Description of the task: Copy out the data below without any change, from the line with "wooden dining chair in the photo above." up to and including the line with "[[123, 98], [157, 94]]".

Records for the exercise:
***

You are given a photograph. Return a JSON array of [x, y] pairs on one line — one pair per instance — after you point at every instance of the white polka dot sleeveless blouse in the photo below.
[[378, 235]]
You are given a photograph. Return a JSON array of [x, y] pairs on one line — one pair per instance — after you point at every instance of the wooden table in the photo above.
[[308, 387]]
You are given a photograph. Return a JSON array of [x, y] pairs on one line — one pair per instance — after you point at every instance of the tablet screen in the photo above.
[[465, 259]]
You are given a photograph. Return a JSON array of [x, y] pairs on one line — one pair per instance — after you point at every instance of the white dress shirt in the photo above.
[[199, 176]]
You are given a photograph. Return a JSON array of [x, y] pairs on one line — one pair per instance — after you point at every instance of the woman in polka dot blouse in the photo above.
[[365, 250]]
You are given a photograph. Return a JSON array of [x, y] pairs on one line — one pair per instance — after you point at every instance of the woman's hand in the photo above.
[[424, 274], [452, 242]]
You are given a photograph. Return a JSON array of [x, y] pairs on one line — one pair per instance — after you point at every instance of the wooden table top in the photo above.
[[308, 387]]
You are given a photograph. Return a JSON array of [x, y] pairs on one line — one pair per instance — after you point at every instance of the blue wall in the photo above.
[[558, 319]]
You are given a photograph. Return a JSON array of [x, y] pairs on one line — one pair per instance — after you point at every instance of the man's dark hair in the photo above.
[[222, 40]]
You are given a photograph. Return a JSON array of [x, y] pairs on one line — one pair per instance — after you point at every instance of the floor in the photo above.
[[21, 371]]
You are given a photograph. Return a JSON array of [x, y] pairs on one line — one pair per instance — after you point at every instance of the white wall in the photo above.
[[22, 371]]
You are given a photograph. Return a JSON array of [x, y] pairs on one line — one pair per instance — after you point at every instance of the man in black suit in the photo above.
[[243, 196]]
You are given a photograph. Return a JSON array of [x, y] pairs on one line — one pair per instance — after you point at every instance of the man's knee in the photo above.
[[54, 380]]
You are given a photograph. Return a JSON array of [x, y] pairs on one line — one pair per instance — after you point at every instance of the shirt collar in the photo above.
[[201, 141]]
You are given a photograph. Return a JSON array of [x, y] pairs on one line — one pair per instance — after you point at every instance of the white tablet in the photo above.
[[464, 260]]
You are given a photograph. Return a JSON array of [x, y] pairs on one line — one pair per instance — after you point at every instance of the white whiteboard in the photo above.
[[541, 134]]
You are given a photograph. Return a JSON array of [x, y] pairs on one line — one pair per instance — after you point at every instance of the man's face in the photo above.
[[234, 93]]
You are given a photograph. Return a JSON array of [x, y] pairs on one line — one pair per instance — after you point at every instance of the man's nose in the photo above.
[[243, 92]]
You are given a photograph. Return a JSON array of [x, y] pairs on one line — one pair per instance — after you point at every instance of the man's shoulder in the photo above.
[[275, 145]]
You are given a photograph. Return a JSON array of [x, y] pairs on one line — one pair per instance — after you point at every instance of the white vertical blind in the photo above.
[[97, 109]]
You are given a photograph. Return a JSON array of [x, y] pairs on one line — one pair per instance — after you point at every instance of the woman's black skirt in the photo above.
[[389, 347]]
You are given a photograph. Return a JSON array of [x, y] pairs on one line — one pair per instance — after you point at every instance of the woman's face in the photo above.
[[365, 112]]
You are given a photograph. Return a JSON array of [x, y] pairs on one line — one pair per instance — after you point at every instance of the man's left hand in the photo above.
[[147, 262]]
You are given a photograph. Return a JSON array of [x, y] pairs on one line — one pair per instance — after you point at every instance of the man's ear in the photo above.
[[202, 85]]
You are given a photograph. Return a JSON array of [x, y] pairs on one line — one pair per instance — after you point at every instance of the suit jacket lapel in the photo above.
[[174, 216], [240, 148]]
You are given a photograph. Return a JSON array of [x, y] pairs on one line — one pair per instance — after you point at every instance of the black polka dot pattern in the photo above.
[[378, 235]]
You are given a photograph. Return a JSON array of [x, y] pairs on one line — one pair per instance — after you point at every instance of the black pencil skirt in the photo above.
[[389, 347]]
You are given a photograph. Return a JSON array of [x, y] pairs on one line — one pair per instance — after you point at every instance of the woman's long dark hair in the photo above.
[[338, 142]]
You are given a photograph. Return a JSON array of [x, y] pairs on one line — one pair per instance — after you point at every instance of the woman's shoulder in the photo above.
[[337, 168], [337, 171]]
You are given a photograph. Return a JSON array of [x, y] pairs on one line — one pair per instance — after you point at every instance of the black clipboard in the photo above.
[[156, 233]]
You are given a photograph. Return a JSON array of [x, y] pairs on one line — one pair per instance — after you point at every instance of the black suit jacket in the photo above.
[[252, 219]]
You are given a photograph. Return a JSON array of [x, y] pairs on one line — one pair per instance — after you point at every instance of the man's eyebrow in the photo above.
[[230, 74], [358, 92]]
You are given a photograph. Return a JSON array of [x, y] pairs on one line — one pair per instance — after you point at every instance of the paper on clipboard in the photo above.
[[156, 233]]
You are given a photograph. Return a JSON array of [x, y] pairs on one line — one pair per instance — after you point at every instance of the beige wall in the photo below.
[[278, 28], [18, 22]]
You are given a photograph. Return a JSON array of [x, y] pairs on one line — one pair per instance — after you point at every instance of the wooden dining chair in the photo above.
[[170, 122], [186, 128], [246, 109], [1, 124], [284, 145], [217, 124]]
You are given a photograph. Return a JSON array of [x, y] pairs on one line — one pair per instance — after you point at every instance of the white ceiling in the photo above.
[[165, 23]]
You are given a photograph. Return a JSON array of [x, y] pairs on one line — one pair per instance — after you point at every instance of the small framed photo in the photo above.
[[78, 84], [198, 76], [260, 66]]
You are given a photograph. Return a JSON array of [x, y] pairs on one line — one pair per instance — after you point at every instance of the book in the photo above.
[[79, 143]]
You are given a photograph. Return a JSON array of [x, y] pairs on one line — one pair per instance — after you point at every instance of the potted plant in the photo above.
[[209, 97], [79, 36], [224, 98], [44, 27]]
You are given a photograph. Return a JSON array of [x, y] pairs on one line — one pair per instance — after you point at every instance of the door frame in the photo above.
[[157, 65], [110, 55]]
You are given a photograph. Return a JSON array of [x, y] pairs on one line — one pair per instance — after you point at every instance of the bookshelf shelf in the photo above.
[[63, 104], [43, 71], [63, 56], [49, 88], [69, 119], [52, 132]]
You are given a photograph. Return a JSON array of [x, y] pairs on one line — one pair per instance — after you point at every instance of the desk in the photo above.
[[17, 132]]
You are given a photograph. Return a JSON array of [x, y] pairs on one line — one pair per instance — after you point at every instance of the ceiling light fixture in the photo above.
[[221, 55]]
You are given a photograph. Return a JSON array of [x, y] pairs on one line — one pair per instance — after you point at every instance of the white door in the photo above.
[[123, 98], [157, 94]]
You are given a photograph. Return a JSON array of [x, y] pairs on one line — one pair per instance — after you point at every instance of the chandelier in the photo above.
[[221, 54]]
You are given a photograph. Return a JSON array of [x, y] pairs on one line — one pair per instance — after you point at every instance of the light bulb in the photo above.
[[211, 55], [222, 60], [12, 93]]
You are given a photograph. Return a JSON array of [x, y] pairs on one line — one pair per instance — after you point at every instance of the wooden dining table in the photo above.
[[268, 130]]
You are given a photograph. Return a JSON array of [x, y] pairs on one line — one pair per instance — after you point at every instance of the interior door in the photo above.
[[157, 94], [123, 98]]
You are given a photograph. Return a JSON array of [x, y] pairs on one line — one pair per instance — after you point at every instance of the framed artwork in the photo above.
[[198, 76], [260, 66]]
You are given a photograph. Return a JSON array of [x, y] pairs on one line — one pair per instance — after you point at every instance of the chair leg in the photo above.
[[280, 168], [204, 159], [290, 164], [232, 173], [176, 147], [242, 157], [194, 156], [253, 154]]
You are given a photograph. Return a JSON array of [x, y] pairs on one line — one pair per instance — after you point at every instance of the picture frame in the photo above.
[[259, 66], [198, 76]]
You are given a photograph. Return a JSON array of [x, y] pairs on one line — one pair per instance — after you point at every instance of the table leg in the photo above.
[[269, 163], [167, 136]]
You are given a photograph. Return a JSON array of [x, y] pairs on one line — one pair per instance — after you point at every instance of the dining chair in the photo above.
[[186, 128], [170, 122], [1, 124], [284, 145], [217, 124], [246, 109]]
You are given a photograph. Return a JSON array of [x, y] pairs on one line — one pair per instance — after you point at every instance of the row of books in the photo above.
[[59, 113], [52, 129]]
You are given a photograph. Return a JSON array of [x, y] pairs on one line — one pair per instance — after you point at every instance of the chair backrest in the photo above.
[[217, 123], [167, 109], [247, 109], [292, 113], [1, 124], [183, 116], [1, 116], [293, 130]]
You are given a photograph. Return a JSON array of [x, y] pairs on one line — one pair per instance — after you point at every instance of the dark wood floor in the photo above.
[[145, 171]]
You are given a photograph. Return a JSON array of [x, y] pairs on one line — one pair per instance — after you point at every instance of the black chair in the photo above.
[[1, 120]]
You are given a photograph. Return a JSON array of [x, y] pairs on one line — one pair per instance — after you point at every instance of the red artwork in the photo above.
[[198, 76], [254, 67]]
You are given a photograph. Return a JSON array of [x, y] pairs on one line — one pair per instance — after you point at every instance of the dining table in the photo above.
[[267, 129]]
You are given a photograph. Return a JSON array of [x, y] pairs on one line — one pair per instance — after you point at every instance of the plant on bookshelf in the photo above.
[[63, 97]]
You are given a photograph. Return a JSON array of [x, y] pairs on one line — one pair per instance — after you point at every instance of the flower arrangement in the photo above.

***

The reply:
You are given a photograph. Return a JSON array of [x, y] pairs on one line — one pair per instance — after you point at every instance of the wooden dining chair in the photo above.
[[170, 122], [186, 128], [246, 109], [1, 124], [284, 145], [217, 124]]
You are given a photograph. Return a JSON array of [x, y] pairs on one line — one pair per instance — after you point at every instance of the white ceiling in the photo above.
[[165, 23]]
You are given a photograph. Return a JSON array of [x, y] pairs on one line — one pair per instance — after you point at every instance of the small framed photo in the photo above.
[[78, 84], [198, 76], [260, 66]]
You are given a photograph. Return a JSON array of [x, y] pairs on one line — one pair per instance — after you point at every instance of the book in the photo above.
[[79, 143]]
You are given a photograph. Return a JSON array of [x, y] pairs on one line — one pair per instance — after you point at every instance of the potted plant in the photo above.
[[209, 97], [79, 36], [224, 98], [44, 27]]
You are given a photograph. Return a JSON array of [x, y] pairs on one line — one pair per instance — after you point at every instance of the door frame in the photo above.
[[157, 65], [110, 55]]
You are given a photograph. Return a JSON array of [x, y] pairs on one line — one pair per instance — after you point at every instance of the bookshelf shelf in the photo above.
[[63, 104], [43, 71], [63, 56], [49, 88], [69, 119], [52, 132]]
You are given a photograph. Return a JSON array of [x, y] pairs on one line — one pair per instance — after you point at every instance of the desk in the photo above.
[[17, 132]]
You are given a photograph. Return a JSON array of [x, y] pairs on one line — one pair per instance — after you point at every instance of the ceiling light fixture in the photo above.
[[221, 55]]
You are given a photograph. Return a JSON array of [x, y] pairs on one line — one pair per instance — after you point at every instance of the white door in the photo above.
[[123, 98], [157, 94]]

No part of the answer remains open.